Selected passage:

Some states allow ballots if voters die before electionTuesday, October 20, 2020
ATLANTA, United States (AP) — At 90 years old and living through a global pandemic, Hannah Carson knows time may be short. She wasted no time returning her absentee ballot for this year's election.
As soon as it arrived at her senior living community, she filled it out and sent it back to her local election office in Charlotte, North Carolina. If something were to happen and she doesn't make it to election day, Carson said she hopes her ballot will remain valid.
“I should think I should count, given all the years I have been here,” she said.
In North Carolina, a ballot cast by someone who subsequently dies can be set aside if a challenge is filed before election day with the county board of elections.
Questions over whether ballots will count if someone votes early but dies before election day are especially pressing this year, amid a coronavirus outbreak that has been especially perilous for older Americans. People 85 years and older represent nearly one in three deaths from COVID-19 in the US. As an election looms, the odds against older people who contract the virus are on the minds of the elderly and their family members.

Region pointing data
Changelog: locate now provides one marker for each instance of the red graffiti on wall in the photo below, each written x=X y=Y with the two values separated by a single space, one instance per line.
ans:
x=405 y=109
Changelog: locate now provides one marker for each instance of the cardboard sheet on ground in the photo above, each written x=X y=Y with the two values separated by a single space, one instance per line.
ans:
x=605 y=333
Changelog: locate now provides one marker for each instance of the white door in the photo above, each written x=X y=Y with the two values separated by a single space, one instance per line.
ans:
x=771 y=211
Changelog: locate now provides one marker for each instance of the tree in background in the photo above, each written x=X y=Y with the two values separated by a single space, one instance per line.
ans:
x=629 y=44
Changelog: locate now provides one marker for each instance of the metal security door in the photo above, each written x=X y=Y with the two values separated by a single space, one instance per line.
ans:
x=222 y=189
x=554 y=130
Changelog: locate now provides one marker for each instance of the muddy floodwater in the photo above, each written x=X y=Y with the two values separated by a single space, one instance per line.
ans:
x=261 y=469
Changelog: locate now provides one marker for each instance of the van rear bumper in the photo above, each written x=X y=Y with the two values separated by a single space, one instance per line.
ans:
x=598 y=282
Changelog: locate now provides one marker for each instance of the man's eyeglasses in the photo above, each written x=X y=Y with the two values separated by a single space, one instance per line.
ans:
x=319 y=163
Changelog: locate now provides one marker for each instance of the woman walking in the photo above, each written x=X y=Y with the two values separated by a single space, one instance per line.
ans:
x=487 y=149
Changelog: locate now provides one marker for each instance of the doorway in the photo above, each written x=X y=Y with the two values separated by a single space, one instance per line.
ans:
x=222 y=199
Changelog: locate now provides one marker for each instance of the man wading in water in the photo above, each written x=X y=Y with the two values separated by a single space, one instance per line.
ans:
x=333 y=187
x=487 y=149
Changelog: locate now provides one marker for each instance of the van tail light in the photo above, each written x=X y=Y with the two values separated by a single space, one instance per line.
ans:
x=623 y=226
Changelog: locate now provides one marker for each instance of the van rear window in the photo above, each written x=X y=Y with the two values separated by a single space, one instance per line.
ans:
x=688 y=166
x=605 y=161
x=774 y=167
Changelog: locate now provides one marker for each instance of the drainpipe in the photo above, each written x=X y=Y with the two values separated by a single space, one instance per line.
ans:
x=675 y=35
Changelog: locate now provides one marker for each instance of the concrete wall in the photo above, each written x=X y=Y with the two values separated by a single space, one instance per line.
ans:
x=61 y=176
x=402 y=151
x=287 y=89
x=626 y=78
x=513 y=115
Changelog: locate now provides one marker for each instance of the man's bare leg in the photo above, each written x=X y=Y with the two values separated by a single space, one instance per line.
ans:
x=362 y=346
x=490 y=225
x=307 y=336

Your instructions: Decide whether each statement agrees with the article on ballots cast by voters who die before the election, and support each yes or no with the deciding words of the article. (a) Hannah Carson sent her absentee ballot to her local election office in Charlotte, North Carolina. (b) In North Carolina, a ballot cast by someone who later dies can be set aside if a challenge is filed after election day. (c) People 85 years and older account for about half of COVID-19 deaths in the US.

Result of this exercise:
(a) Yes: "she filled it out and sent it back to her local election office in Charlotte, North Carolina."
(b) No: "can be set aside if a challenge is filed before election day with the county board of elections."
(c) No: "People 85 years and older represent nearly one in three deaths from COVID-19 in the US."